The string "like" appears in some lines of the entries that follow; copy each such line.

** EXTRACTED MATERIAL **
■ ■ ■ ■

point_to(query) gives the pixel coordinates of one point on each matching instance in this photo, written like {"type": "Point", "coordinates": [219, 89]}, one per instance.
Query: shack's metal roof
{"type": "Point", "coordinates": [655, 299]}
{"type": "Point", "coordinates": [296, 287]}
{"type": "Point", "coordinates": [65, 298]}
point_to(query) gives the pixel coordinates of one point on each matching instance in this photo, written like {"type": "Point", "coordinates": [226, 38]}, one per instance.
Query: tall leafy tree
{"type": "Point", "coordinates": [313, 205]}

■ ■ ■ ■

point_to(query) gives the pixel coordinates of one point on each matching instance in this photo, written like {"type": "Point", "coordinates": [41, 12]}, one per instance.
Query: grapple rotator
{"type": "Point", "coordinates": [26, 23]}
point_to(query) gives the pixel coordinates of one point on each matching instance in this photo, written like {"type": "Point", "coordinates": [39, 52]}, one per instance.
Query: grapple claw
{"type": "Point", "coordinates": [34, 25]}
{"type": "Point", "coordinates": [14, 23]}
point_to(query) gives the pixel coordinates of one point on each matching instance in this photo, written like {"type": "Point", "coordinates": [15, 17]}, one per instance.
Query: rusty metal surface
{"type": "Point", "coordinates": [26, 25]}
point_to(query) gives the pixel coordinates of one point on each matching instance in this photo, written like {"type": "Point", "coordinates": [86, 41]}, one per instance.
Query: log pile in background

■ ■ ■ ■

** SOLUTION TO THE EXERCISE **
point_to(query) gives the pixel coordinates of one point on each matching instance in this photo, written like {"type": "Point", "coordinates": [219, 89]}, one per instance.
point_to(query) gives the pixel coordinates of one point on each matching instance in this photo, written like {"type": "Point", "coordinates": [226, 38]}, one per instance.
point_to(query) gives the pixel coordinates of one point on each matching instance in this photo, written like {"type": "Point", "coordinates": [41, 12]}, one per instance.
point_to(query) gives the pixel coordinates of one point on each matching instance in this photo, written like {"type": "Point", "coordinates": [39, 52]}, one per instance.
point_to(query) gives the pixel coordinates of one point on each matching instance in this photo, written like {"type": "Point", "coordinates": [15, 17]}, one per instance.
point_to(query) gives the pixel coordinates of one point on each matching instance in this photo, written like {"type": "Point", "coordinates": [86, 41]}, one per instance.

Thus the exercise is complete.